Exercise brief: Nothing but the line holding "For each instance of the child's" and the lines after it, through the end of the records, should be set down, each exactly as it is.

----- Provided material -----

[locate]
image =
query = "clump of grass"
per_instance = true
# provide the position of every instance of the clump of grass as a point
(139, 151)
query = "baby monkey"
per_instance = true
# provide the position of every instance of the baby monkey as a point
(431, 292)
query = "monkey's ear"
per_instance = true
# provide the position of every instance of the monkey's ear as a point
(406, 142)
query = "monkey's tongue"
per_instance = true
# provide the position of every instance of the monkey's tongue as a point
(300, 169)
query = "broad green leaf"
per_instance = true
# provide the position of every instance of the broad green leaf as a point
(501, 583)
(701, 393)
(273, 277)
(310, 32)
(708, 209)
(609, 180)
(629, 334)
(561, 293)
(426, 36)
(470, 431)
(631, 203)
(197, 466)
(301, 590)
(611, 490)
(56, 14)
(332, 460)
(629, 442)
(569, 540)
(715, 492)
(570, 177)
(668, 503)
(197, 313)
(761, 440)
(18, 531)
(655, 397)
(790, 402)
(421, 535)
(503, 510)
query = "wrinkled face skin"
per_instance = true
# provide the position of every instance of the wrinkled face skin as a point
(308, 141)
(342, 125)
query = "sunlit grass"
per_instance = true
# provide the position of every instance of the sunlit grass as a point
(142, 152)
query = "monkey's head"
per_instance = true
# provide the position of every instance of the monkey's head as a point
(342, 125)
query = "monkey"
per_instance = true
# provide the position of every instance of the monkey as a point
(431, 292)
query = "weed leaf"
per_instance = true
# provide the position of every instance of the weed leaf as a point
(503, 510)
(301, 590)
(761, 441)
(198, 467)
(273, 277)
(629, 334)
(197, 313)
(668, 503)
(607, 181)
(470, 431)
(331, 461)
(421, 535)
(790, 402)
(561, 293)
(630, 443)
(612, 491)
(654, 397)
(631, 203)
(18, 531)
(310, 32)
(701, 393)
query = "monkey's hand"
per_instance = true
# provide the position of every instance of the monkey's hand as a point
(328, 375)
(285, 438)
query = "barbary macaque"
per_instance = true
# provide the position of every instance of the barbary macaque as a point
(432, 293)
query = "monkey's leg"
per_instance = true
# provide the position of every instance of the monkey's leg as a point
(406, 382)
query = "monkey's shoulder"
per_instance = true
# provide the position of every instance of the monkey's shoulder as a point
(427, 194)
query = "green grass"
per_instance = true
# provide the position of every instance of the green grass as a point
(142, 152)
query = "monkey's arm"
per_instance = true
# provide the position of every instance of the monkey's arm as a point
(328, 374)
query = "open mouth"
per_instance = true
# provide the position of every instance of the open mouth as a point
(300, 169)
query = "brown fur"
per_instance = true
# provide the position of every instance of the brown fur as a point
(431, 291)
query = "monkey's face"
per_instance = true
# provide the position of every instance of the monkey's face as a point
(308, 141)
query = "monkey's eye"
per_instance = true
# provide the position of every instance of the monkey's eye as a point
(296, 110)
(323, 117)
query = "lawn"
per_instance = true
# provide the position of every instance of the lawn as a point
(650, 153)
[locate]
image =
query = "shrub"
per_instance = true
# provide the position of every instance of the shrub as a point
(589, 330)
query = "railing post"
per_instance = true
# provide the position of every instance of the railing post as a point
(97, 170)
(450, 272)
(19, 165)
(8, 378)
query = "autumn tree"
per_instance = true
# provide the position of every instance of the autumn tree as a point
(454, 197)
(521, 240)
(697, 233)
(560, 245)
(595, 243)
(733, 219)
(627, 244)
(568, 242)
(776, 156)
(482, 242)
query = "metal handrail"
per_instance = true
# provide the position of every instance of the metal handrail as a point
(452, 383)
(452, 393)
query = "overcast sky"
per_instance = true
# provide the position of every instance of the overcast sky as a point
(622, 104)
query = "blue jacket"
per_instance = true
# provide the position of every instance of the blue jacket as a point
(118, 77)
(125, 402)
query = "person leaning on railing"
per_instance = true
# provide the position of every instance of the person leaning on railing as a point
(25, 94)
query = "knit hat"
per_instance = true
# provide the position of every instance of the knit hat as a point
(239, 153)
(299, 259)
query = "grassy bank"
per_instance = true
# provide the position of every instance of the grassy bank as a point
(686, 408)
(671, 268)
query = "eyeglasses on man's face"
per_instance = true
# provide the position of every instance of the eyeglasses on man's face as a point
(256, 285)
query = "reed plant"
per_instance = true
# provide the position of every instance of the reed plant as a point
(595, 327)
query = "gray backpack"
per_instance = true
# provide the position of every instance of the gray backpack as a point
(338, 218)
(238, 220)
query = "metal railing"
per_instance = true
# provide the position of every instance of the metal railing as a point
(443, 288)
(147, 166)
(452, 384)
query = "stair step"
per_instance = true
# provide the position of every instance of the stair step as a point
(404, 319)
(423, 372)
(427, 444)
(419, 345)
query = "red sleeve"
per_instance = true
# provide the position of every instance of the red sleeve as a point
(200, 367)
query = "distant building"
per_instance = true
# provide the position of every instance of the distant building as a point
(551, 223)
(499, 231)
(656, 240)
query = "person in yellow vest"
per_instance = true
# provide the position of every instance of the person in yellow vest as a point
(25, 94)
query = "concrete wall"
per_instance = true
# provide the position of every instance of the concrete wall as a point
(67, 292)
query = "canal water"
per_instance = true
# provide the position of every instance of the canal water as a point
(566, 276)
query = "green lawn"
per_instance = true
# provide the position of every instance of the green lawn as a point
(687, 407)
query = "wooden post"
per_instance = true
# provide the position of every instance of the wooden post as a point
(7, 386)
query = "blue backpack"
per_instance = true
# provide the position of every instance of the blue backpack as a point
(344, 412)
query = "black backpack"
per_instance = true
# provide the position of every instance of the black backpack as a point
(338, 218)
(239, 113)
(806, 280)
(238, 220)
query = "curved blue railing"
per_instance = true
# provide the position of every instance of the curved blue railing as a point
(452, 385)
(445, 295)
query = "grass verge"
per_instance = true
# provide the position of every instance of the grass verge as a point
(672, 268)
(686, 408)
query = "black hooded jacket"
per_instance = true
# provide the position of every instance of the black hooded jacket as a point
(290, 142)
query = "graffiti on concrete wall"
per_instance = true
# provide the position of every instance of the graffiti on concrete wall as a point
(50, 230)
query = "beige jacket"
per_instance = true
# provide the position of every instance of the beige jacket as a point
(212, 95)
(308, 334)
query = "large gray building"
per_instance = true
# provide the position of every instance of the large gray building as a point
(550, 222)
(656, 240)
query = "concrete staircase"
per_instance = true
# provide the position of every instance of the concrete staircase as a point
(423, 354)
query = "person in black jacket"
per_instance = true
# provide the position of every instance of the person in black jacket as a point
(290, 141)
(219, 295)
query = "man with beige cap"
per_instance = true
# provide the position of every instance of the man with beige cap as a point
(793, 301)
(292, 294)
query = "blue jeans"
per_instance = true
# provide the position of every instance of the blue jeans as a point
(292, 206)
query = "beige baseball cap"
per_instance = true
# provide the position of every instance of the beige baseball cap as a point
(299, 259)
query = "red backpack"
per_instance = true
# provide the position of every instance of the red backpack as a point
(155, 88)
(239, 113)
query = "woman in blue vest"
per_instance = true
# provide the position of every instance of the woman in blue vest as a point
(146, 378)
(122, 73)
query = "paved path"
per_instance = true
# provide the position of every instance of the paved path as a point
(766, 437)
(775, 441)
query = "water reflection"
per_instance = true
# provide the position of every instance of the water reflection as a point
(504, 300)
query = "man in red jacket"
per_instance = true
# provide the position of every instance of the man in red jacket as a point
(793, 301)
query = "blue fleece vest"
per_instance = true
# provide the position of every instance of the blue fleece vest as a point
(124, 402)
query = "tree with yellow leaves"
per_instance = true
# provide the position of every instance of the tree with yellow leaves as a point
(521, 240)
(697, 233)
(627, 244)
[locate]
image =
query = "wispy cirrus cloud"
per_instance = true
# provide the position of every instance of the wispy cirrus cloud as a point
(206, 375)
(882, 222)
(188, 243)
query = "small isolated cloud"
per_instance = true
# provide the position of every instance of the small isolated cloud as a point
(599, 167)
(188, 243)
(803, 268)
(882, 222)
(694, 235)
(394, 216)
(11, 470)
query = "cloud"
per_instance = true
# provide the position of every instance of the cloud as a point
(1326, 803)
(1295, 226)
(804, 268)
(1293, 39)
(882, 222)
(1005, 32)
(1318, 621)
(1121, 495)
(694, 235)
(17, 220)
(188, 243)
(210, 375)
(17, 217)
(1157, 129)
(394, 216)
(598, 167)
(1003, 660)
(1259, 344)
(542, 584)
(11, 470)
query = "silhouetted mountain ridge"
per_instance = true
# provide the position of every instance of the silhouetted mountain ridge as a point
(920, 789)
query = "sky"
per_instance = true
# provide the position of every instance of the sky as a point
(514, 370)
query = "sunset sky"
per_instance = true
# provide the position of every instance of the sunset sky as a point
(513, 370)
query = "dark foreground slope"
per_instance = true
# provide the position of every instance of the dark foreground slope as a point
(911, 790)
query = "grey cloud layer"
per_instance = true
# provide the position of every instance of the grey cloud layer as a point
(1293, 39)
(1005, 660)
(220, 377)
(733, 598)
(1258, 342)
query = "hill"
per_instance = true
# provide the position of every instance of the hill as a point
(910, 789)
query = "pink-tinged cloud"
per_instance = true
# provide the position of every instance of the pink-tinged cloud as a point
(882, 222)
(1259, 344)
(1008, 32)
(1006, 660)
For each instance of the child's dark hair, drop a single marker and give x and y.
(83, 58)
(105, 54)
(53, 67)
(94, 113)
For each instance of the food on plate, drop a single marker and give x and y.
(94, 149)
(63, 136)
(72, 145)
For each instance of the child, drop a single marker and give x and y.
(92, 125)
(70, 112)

-----

Result of the task:
For each instance of the child's dark hair, drop a single marker and give x and y.
(83, 58)
(105, 54)
(53, 67)
(94, 113)
For each instance of the food on plate, drop a single marker and give x and y.
(94, 149)
(63, 136)
(72, 145)
For each instance of the child, drop a single marker and give x and y.
(92, 125)
(70, 112)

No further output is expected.